Texte présenté
■ ■ ■ ■
François Mitterrand dont on célèbre ces jours-ci les 40 ans de son élection à la présidentielle, le 10 mai 1981, puis de sa prise de fonction le 21 mai, a laissé de nombreuses traces de son parcours politique en Bourgogne, et en particulier dans la Nièvre, sa terre d’adoption.
Le natif de Jarnac en Charente (1916-1996) a été « parachuté » en 1946 dans la Nièvre - qu’il avait connu pendant la Seconde Guerre comme résistant sous le nom de Morland - et il y resta 35 ans, élu (et réélu) député jusqu’en 1981, avec une interruption de quatre ans en 1958. A l’époque où il n’était pas encore question de cumul des mandats, il resta simultanément 17 ans (1964-1981) président du conseil départemental de la Nièvre, et 22 ans (1959-1981) maire de Château-Chinon.
Elu Président de la République, il garda une attention particulière à son département. Revue des réalisations qui n’auraient certainement pas vu le jour sans l’arbitrage du chef de l’Etat dont on célèbre cette année les 40 ans de l'élection à la Présidence de la République.
• Magny-Cours et le sport automobile

La trace la plus indélébile de François Mitterrand dans la Nièvre est certainement la transformation du circuit de Magny-Cours, un tout petit circuit privé créée en 1961 par son ami Jean Bernigaud, en circuit de Formule 1 qui accueillit le Grand Prix de France pendant 17 ans, de 1991 à 2007, ainsi que le Bol d’Or (la version moto). Les énormes investissements (244 millions de francs) réalisés pour faire une piste aux standards de la F1 (4,411 km), financés en grande partie par le Conseil départemental de la Nièvre, eurent ses partisans et ses détracteurs. Toujours est-il qu’avec ses 35.000 places de parking, 44.000 en tribune et son héliport, cette petite ville située à une encablure de Nevers ne connut jamais autant d’effervescence.
Le circuit entraîna la création d’un parc technologique dédié à la mécanique du sport automobile qui connut des hauts et des bas, mais compte aujourd’hui une quarantaine d’entreprises, certaines de haut niveau comme Mygale et ses Formules 4, Danielson, Ligier Automotive. Le circuit poursuit son bonhomme de chemin avec différents championnats de deux et quatre roues, et comme lieu d’entraînement de diverses écuries.
Pour accéder plus rapidement au circuit de Magny-Cours, fut construite une autoroute gratuite, l’A 77, sur le tracé de la RN7, de Dordives (nord de Cosne-sur-Loire) à Nevers. Un long chantier (1999-2008) dont le terminus, à la frontière de l’Allier, est espéré ces prochaines années.


Le village de Sermages sans le croix de son clocher
On ne sait trop pourquoi le candidat Mitterrand choisit le clocher de Sermages pour sa campagne de 1981, si ce n’est que le village du sud du Morvan comptant moins de 500 habitants faisait partie de sa circonscription législative. L’affiche « La force tranquille » fut raillée par une partie des habitants, car la croix du clocher a été effacée, jugée trop cléricale pour un candidat de la gauche.
■ ■ ■ ■
Données fournies
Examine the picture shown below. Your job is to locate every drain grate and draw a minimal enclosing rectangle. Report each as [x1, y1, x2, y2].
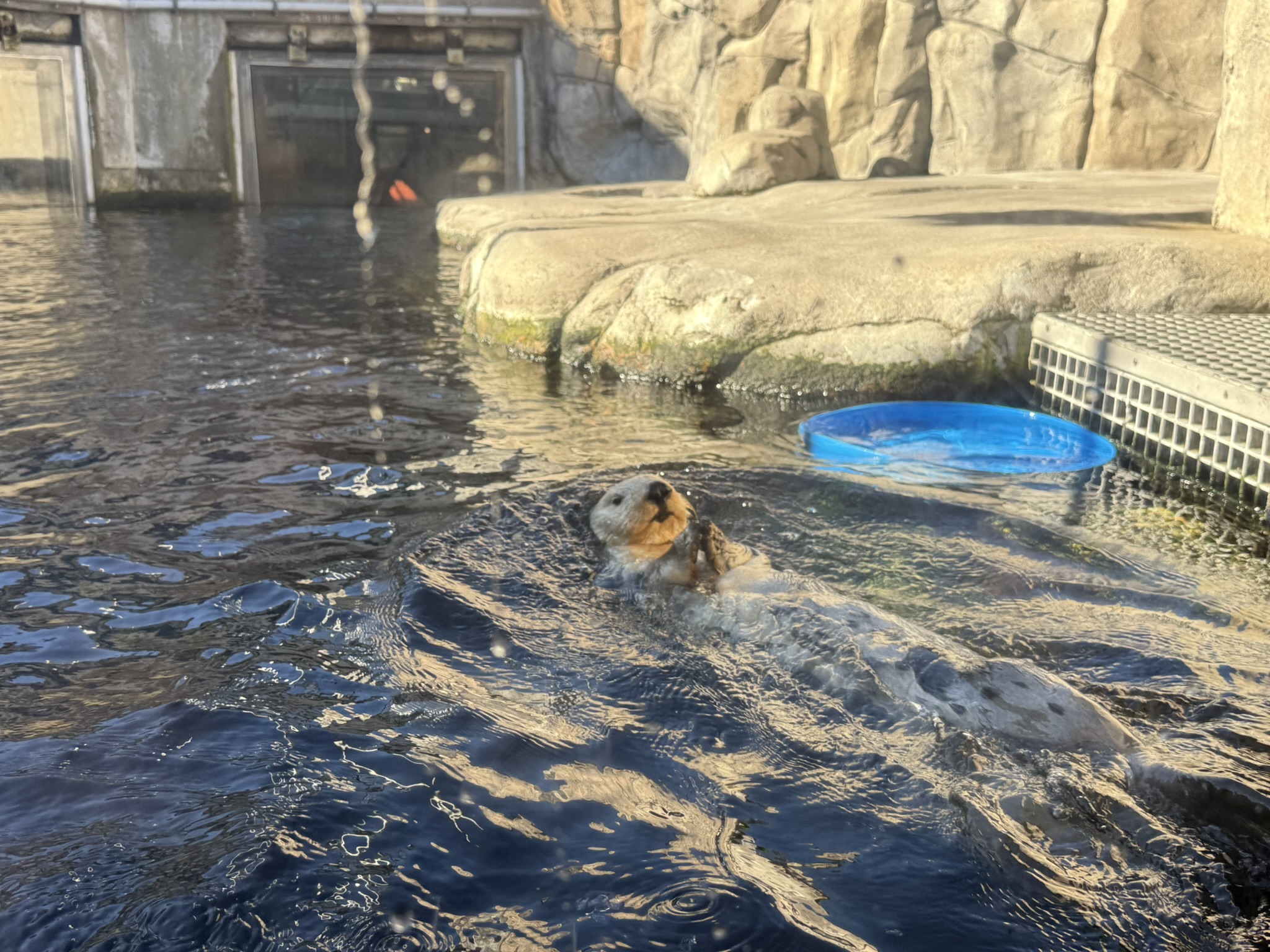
■ ■ ■ ■
Demande écrite
Citez mot pour mot, dans l'article sur Mitterrand et la Nièvre, tout ce qui va de « Le circuit entraîna » jusqu'à « de diverses écuries. ».

Réponse complète
Le circuit entraîna la création d’un parc technologique dédié à la mécanique du sport automobile qui connut des hauts et des bas, mais compte aujourd’hui une quarantaine d’entreprises, certaines de haut niveau comme Mygale et ses Formules 4, Danielson, Ligier Automotive. Le circuit poursuit son bonhomme de chemin avec différents championnats de deux et quatre roues, et comme lieu d’entraînement de diverses écuries.